## ТЕКСТ СТРАНИЦЫ

+ + +

Май 1983 года был не самым солнечным в моей судьбе, может, поэтому я наизусть запомнил строки Распутина о Фёдоре Абрамове и не раз цитировал их друзьям-забайкальцам, впадавшим в слюнтяйство и депрессию. Кстати, Станислав Куняев в то лето написал мне так:
«Наш брат поэт, когда стихи не пишутся, как правило, впадает в молчанку, переходящую в пьянку».
Прав Куняев!
Позже развил эту мысль:
«Много горького и правдивого в твоём письме, но и глупости есть».
Почему же, Станислав Юрьевич, когда конь опустит копыта на землю, как в памятнике основателю Москвы Юрию Долгорукому — «Здесь быть Москве», то нашу жизнь понимают как горькое, но праведное деяние? А «глупости», если нация говорит не «здесь быть», а «Какой русский не любит быстрой езды», или «Что ты жадно глядишь на дорогу», или «Словно я весенней гулкой ранью проскакал на розовом коне», или «За далью — даль», или «Я буду скакать по полям задремавшей Отчизны», или как у меня:
Белый мой конь дневной.
А ночной вороной.
Белый мой скачет сквозь белый май.
А вороной сквозь собачий лай.
Нами любим завет Чингисхана: «Пыль с копыт в свой след не оседает». Поэтому, когда я писал о ночных и полуденных народах, покойный Марк Сергеев сказал: «Миша, а может, это — не тьма и не свет, а просто заря — спина во тьме, лицо в солнце? Заря как соединительная ткань Бытия, а?».
Вероятно, дорога — «наше всё», фамильное и национальное обозначение и проклятье. Мы всегда уже не в точке А и еще не в точке Б. Ветер — подорожный или не подорожный — не в счёт.
Куда ты скачешь, гордый конь,
и где опустишь ты копыта?
Вот это и есть состояние не уложившегося в своё историческое русло, не умолотившегося на кровавой молотьбе, не запруженного плотиной русского Бытия. Не уложился Виктор Астафьев в «Последний поклон» и «Царь-рыбу», выкричал «Убиты и прокляты». Не отзернился и не умолотился Распутин в «Последнем сроке» и зрелой «Матёре», душа выплеснулась в «погорельщину» публицистики конца XX — начала XXI века.
Да что Астафьев с Распутиным! Пушкин-то, сам Пушкин что содеял в конце жизни? Когда вещают и чревовещают о гении и его недостижимой гармонии, полном и зрелом равновесии разума и Божьего дара, я подозреваю, что русской мысли здесь медведь на ухо наступил. А дуэль — что это? — гармония? Стоила ли сама жизнь «солнца русской поэзии» выхода на Черную речку? Почему же Пушкин-то не уложился в «здравый смысл»?

+ + +

## ИСХОДНЫЕ МАТЕРИАЛЫ
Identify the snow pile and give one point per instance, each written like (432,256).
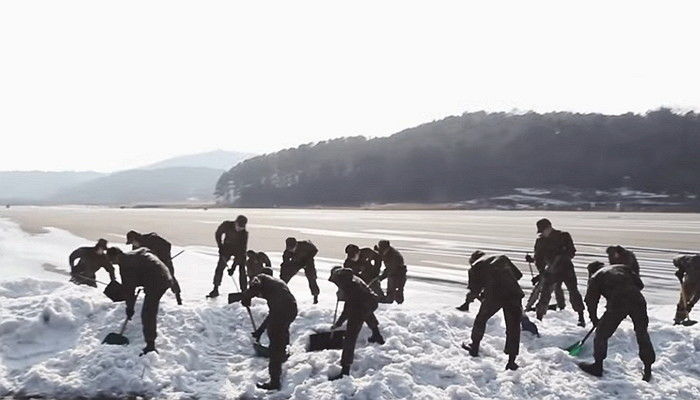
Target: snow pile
(50,338)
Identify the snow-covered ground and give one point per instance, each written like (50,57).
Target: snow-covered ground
(50,334)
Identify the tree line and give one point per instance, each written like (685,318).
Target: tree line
(475,155)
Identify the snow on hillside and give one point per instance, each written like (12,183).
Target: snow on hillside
(50,334)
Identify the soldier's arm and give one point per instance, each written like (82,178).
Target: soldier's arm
(71,259)
(110,269)
(540,262)
(264,259)
(592,298)
(569,243)
(218,235)
(343,316)
(254,289)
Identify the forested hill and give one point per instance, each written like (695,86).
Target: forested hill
(479,155)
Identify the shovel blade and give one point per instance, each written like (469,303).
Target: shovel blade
(326,340)
(529,326)
(115,292)
(235,297)
(116,339)
(575,349)
(261,351)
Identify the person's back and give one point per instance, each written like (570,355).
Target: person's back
(158,246)
(277,294)
(497,276)
(143,268)
(618,284)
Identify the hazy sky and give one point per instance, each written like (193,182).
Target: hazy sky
(110,85)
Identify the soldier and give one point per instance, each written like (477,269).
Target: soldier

+ + +

## ЗАДАНИЕ
Что, согласно тексту страницы, написал Станислав Куняев о том, как ведёт себя поэт, когда стихи не пишутся? Пункты выше представляют собой отдельный материал.

## РЕЗУЛЬТАТ ЗАДАНИЯ
Как правило, поэт впадает в молчанку, переходящую в пьянку.